Copy out, word for word, the passage of the talk abstract on spatial data mining that starts at the words "Tuesday, January 24, 2017" and ends after the words "location-based services), etc.".

======== TEXT PASSAGE ========

What is special about mining spatial and spatio-temporal datasets?
Tuesday, January 24, 2017 - 1:25pm - 2:25pm
Shashi Shekhar (University of Minnesota, Twin Cities)
The importance of spatial and spatio-temporal data mining is growing with the increasing incidence and importance of large datasets such as trajectories, maps, remote-sensing images, census and geo-social media. Applications include Public Health (e.g. monitoring spread of disease, spatial disparity, food deserts), Public Safety (e.g. crime hot spots), Public Security (e.g. common operational picture), Environment and Climate (change detection, land-cover classification), M(obile)-commerce (e.g. location-based services), etc.
Classical data mining techniques often perform poorly when applied to spatial and spatio-temporal data sets because of the many reasons. First, these dataset are embedded in continuous space with implicit relationships, whereas classical datasets (e.g. transactions) are often discrete. Second, the cost of spurious patterns (e.g., false positives, chance patterns) is often high in spatial application domains. In addition, one of the common assumptions in classical statistical analysis is that data samples are independently generated. When it comes to the analysis of spatial and spatio-temporal data, however, the assumption about the independence of samples is generally false because such data tends to be highly self correlated. For example, people with similar characteristics, occupation and background tend to cluster together in the same neighborhoods. In spatial statistics this tendency is called autocorrelation. Ignoring autocorrelation when analyzing data with spatial and spatio-temporal characteristics may produce hypotheses or models that are inaccurate or inconsistent with the data set.

======== LISTED ENTRIES ========

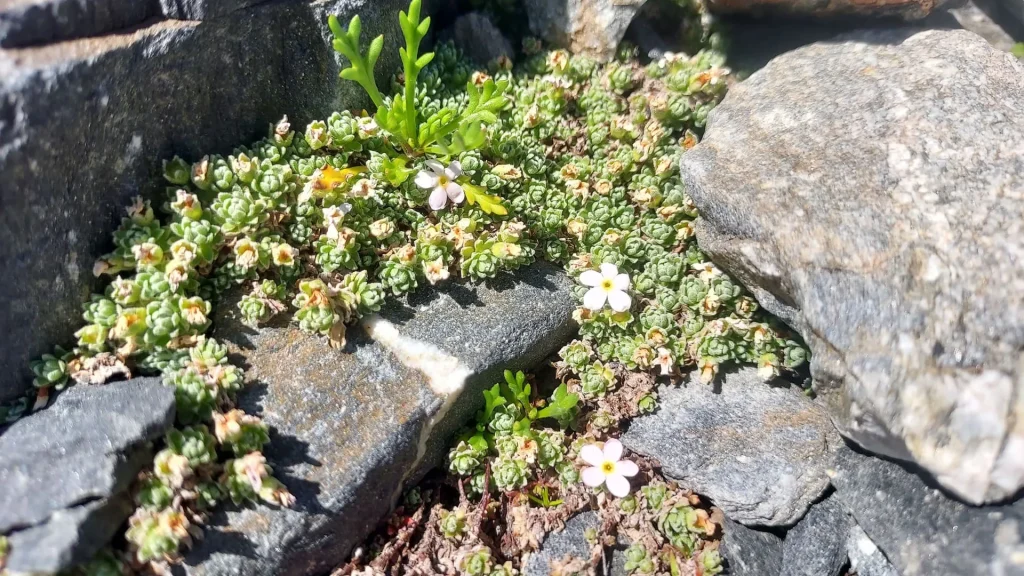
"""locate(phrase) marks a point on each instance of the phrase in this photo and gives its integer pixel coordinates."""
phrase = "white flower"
(605, 467)
(708, 271)
(364, 189)
(368, 127)
(665, 361)
(334, 214)
(435, 271)
(606, 285)
(441, 181)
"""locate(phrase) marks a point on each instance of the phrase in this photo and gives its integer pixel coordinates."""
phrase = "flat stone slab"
(922, 531)
(350, 427)
(166, 87)
(869, 191)
(64, 470)
(759, 452)
(25, 23)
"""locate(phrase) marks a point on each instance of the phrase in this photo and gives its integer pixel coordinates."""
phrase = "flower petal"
(612, 450)
(619, 300)
(592, 455)
(617, 485)
(426, 179)
(454, 170)
(594, 298)
(608, 271)
(438, 199)
(455, 192)
(593, 477)
(621, 282)
(627, 467)
(435, 167)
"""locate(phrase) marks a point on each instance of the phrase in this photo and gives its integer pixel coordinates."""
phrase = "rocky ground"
(867, 190)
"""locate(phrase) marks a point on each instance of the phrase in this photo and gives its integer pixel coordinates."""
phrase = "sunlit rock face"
(350, 427)
(869, 191)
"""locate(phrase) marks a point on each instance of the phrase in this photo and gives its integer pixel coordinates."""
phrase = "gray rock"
(908, 9)
(350, 427)
(203, 9)
(593, 28)
(816, 546)
(24, 23)
(113, 108)
(559, 547)
(757, 451)
(867, 192)
(480, 39)
(65, 470)
(865, 558)
(920, 529)
(751, 552)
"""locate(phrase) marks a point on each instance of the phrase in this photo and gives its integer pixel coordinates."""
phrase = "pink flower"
(440, 181)
(606, 467)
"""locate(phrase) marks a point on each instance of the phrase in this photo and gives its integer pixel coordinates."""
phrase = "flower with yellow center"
(183, 251)
(368, 127)
(606, 286)
(195, 310)
(607, 467)
(435, 271)
(246, 253)
(440, 181)
(364, 188)
(147, 254)
(284, 254)
(665, 361)
(176, 273)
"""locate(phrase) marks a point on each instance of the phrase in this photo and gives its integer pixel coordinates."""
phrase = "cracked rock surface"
(65, 470)
(869, 191)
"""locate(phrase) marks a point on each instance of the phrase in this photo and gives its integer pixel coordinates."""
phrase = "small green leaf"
(562, 406)
(478, 442)
(492, 400)
(488, 203)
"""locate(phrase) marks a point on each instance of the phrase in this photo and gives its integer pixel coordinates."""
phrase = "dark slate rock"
(816, 546)
(865, 558)
(24, 23)
(85, 124)
(759, 452)
(350, 427)
(480, 39)
(750, 552)
(593, 28)
(921, 530)
(559, 547)
(203, 9)
(65, 469)
(867, 192)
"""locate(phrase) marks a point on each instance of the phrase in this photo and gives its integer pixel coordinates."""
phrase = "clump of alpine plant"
(458, 175)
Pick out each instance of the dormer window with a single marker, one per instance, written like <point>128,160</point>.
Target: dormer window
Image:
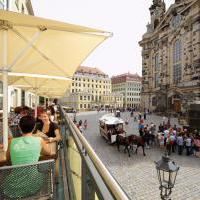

========

### ANSWER AREA
Tuesday, January 24, 2017 - 1:25pm - 2:25pm
Shashi Shekhar (University of Minnesota, Twin Cities)
The importance of spatial and spatio-temporal data mining is growing with the increasing incidence and importance of large datasets such as trajectories, maps, remote-sensing images, census and geo-social media. Applications include Public Health (e.g. monitoring spread of disease, spatial disparity, food deserts), Public Safety (e.g. crime hot spots), Public Security (e.g. common operational picture), Environment and Climate (change detection, land-cover classification), M(obile)-commerce (e.g. location-based services), etc.